**Task statement:**
Please retype the glossary passage from "Even-flow harvest: A" to "during any season." without changing anything.

Even-flow harvest: A harvesting scheme designed to extract exactly the same volume of wood fiber each period.

Evergreens: Any plant that retains its leaves through the winter and into the following summer or through several years. Many tropical species of broad-leaved Flowering Plants are evergreen, but in cold-temperate and Arctic areas the evergreens commonly are cone-bearing shrubs or trees (Conifers), such as Pines and Firs. The leaves of evergreens usually are thicker and more leathery than those of Deciduous Trees and often are needlelike or scale like in cone-bearing trees. A leaf (or needle) may remain on an evergreen tree for two years or longer and may fall during any season.
Everlasting: Any of several plants that retain their form and colour when dried and are used in dry bouquets and flower arrangements. Popular everlastings include several species of the Composite Family, especially the true everlastings, or immortelles, species of the genus Helichrysum, native to North Africa, Crete, and the parts of Asia bordering on the Mediterranean and cultivated in many parts of Europe. One of the best known everlastings is the strawflower (H. bracteatum) of Australia. Many Grasses with showy plumes or spikes are classified as everlastings.

**Referring expression pointing data:**
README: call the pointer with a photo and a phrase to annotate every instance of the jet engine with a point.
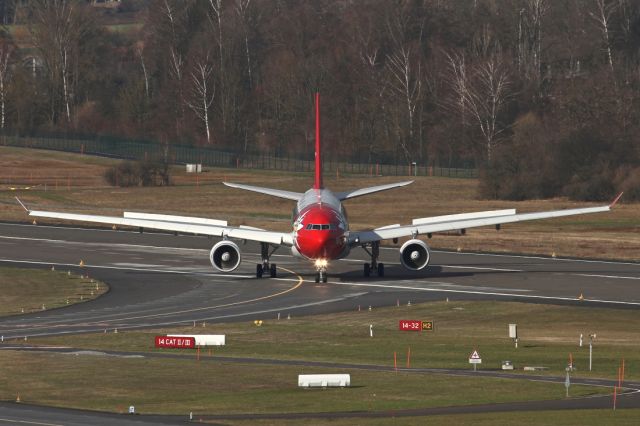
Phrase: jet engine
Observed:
(225, 256)
(414, 255)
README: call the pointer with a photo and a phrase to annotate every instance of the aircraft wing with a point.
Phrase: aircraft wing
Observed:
(463, 221)
(184, 224)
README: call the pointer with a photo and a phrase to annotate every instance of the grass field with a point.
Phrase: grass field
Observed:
(73, 182)
(33, 290)
(525, 418)
(180, 386)
(547, 335)
(212, 385)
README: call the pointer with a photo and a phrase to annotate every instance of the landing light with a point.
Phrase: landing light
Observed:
(321, 263)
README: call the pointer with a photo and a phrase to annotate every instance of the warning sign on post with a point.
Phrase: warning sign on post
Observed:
(474, 358)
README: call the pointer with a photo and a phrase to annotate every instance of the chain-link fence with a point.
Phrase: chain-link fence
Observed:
(210, 157)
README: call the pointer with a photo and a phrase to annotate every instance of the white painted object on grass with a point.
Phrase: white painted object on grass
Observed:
(324, 380)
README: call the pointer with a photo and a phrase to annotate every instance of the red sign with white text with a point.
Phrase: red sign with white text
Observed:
(175, 342)
(410, 325)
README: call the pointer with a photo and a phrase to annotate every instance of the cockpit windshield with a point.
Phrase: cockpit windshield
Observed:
(321, 226)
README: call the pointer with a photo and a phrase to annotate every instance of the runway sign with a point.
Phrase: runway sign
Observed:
(415, 325)
(474, 358)
(175, 342)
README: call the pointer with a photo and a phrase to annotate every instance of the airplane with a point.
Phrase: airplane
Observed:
(321, 231)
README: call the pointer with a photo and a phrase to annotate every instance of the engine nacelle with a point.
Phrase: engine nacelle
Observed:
(225, 256)
(414, 255)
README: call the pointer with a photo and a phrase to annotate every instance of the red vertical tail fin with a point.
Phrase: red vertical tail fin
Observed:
(318, 182)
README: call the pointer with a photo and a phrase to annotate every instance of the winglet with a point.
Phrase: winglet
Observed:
(23, 206)
(613, 203)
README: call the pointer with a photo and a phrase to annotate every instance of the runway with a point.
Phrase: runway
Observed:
(161, 279)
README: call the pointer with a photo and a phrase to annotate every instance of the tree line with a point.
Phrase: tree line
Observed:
(541, 95)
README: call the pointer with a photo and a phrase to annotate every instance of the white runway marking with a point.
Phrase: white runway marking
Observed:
(484, 293)
(166, 271)
(608, 276)
(26, 422)
(480, 268)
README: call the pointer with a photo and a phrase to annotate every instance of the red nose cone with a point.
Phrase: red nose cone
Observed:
(320, 234)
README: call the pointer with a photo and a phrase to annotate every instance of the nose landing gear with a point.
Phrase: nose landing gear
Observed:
(321, 276)
(377, 268)
(265, 267)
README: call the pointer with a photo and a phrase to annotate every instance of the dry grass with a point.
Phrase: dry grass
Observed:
(169, 386)
(74, 183)
(31, 290)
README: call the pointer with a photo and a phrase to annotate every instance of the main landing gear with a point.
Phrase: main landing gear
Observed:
(374, 266)
(265, 267)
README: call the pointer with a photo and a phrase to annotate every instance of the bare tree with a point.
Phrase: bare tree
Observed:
(406, 84)
(215, 18)
(139, 47)
(6, 50)
(203, 93)
(405, 75)
(481, 95)
(602, 16)
(175, 15)
(530, 39)
(57, 28)
(242, 9)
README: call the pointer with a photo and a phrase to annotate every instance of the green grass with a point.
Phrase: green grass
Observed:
(29, 290)
(170, 386)
(548, 334)
(625, 417)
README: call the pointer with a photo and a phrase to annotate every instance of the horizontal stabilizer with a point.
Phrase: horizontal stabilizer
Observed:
(289, 195)
(463, 216)
(371, 190)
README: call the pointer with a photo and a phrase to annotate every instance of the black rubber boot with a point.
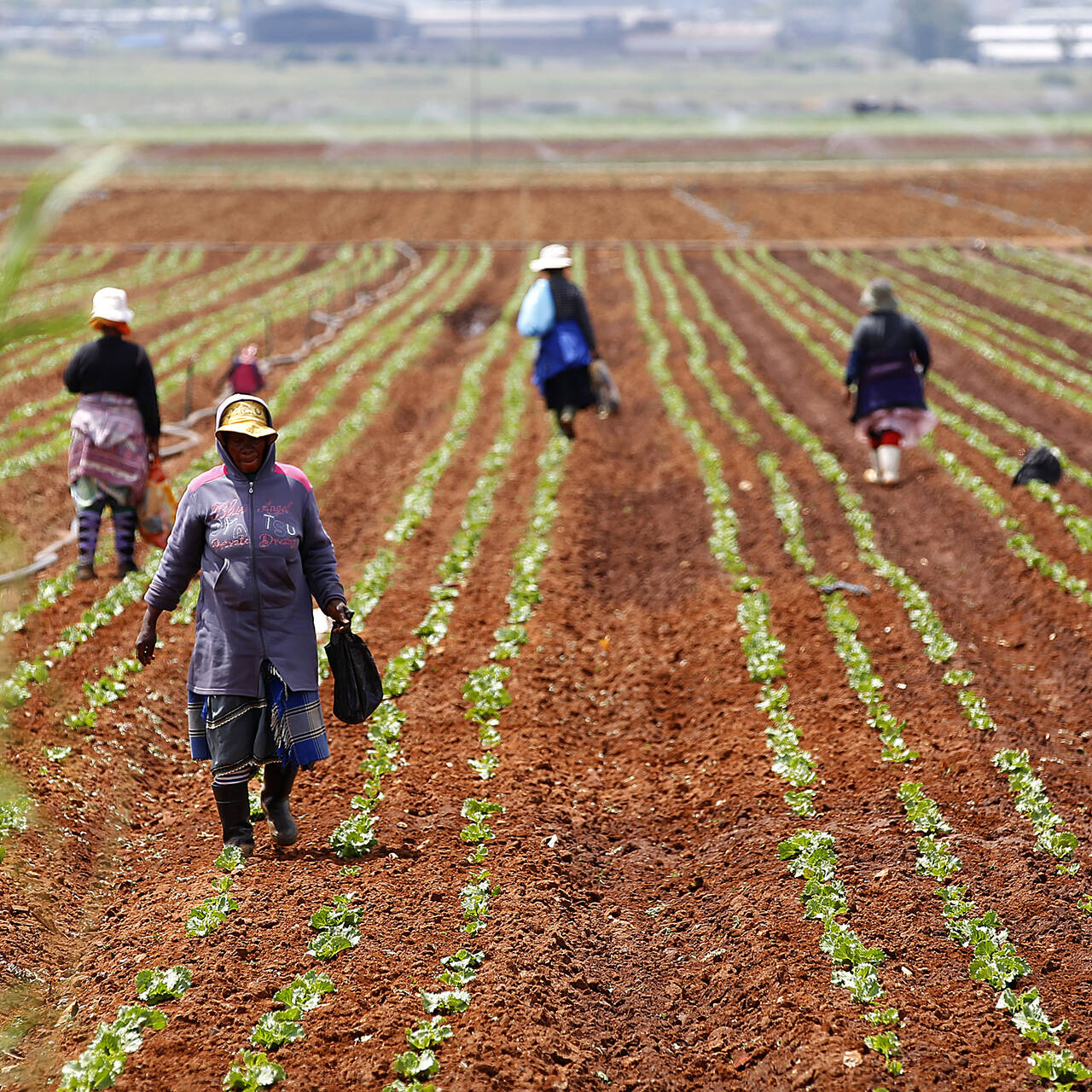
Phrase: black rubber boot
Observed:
(279, 782)
(233, 803)
(125, 541)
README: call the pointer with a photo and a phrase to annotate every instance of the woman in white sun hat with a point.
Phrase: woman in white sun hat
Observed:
(115, 430)
(888, 361)
(568, 348)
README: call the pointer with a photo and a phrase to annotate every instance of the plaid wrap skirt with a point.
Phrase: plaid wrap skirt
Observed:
(239, 734)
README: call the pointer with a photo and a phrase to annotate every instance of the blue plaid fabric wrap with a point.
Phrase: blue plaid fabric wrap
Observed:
(241, 734)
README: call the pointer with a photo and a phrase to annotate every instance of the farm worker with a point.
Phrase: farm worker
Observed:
(888, 361)
(252, 529)
(115, 430)
(246, 374)
(568, 363)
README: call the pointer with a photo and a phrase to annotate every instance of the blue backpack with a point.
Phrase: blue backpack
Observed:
(537, 311)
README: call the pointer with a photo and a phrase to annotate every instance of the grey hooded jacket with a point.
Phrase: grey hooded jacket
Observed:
(261, 550)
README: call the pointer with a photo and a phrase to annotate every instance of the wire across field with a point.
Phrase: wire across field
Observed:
(644, 807)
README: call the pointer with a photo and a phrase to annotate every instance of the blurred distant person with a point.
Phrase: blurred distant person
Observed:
(115, 432)
(246, 374)
(566, 369)
(888, 361)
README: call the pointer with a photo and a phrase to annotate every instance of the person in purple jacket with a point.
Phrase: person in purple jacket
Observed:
(252, 529)
(888, 361)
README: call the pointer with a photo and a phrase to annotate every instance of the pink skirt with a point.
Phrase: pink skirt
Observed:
(909, 423)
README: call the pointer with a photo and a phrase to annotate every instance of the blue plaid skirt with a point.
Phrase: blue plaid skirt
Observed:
(239, 734)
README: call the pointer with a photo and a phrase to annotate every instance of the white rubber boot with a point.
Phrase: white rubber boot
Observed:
(889, 456)
(873, 474)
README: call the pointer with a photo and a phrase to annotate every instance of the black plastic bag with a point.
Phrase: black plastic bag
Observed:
(357, 687)
(1040, 464)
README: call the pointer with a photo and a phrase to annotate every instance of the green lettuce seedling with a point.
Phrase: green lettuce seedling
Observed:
(155, 985)
(253, 1071)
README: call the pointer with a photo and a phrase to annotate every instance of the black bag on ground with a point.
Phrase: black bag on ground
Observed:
(357, 687)
(1040, 464)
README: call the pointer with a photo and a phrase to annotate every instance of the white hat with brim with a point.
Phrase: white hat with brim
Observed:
(112, 305)
(880, 296)
(554, 257)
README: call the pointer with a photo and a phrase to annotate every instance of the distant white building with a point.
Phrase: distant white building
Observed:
(1034, 42)
(691, 38)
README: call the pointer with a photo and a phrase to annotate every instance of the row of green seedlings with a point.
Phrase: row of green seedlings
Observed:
(24, 359)
(15, 691)
(811, 854)
(1045, 264)
(66, 264)
(979, 335)
(335, 931)
(994, 956)
(101, 1064)
(998, 328)
(213, 339)
(1029, 437)
(53, 590)
(954, 326)
(43, 356)
(854, 963)
(993, 952)
(1053, 301)
(202, 346)
(973, 706)
(205, 346)
(357, 834)
(109, 687)
(841, 621)
(38, 358)
(213, 911)
(1077, 525)
(156, 264)
(939, 646)
(328, 455)
(488, 697)
(485, 690)
(221, 902)
(1019, 542)
(990, 321)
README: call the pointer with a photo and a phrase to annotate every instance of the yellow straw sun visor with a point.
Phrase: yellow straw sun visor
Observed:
(248, 418)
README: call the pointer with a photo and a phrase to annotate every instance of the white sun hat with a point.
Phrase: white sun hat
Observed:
(112, 305)
(554, 257)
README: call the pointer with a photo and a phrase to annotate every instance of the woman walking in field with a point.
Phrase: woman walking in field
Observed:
(888, 361)
(115, 430)
(252, 530)
(566, 369)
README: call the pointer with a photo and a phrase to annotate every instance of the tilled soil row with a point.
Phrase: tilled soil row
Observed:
(834, 726)
(383, 462)
(646, 932)
(44, 488)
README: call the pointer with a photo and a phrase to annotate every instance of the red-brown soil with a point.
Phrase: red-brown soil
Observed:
(646, 934)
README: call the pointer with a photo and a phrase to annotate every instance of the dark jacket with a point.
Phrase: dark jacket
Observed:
(569, 304)
(115, 366)
(570, 343)
(888, 357)
(262, 554)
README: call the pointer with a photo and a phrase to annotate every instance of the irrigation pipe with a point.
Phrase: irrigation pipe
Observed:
(183, 432)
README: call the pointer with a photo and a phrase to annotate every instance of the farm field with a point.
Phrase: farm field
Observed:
(646, 808)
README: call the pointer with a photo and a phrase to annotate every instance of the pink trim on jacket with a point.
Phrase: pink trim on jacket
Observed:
(217, 472)
(293, 472)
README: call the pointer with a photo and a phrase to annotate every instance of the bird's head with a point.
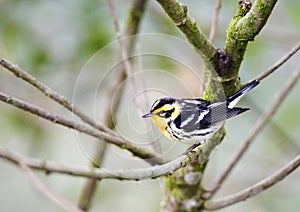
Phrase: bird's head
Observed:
(163, 111)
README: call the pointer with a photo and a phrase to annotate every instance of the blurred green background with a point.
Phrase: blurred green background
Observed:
(70, 46)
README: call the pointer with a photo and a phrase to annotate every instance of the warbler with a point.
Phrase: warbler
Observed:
(193, 121)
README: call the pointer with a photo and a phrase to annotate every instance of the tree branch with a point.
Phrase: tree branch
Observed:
(215, 21)
(150, 157)
(260, 124)
(96, 173)
(18, 72)
(255, 189)
(133, 21)
(179, 15)
(244, 26)
(57, 199)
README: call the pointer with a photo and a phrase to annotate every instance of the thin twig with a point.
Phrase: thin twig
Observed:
(18, 72)
(151, 157)
(215, 21)
(134, 17)
(96, 173)
(44, 189)
(280, 62)
(256, 188)
(179, 14)
(125, 57)
(260, 124)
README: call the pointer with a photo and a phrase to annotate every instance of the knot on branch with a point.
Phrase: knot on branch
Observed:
(222, 62)
(244, 7)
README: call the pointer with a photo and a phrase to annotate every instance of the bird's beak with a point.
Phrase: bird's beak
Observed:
(147, 115)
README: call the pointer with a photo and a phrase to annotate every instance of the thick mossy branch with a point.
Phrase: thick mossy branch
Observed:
(183, 188)
(178, 13)
(244, 26)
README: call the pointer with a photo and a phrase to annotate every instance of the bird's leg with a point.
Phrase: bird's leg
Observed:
(191, 148)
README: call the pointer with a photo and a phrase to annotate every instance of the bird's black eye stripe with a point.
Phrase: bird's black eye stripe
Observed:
(166, 113)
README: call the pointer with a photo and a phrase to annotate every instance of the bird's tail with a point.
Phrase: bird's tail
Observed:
(235, 98)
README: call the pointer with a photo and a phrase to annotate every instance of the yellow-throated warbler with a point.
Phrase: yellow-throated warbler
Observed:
(193, 121)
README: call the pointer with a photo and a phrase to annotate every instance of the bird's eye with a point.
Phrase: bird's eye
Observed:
(166, 114)
(162, 113)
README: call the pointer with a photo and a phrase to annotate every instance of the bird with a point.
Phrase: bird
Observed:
(195, 120)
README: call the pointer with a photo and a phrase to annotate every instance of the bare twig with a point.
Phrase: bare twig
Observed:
(125, 56)
(255, 189)
(56, 198)
(135, 15)
(260, 124)
(215, 21)
(129, 174)
(18, 72)
(179, 15)
(151, 157)
(279, 62)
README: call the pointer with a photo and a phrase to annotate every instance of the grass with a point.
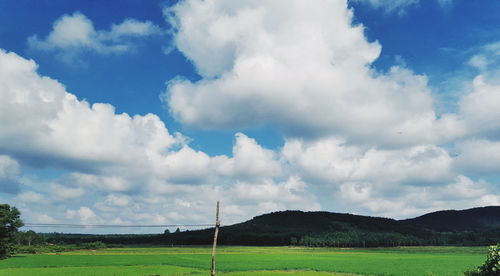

**Solution for this problem:**
Even-flow harvest: A harvesting scheme designed to extract exactly the same volume of wood fiber each period.

Evergreens: Any plant that retains its leaves through the winter and into the following summer or through several years. Many tropical species of broad-leaved Flowering Plants are evergreen, but in cold-temperate and Arctic areas the evergreens commonly are cone-bearing shrubs or trees (Conifers), such as Pines and Firs. The leaves of evergreens usually are thicker and more leathery than those of Deciduous Trees and often are needlelike or scale like in cone-bearing trees. A leaf (or needle) may remain on an evergreen tree for two years or longer and may fall during any season.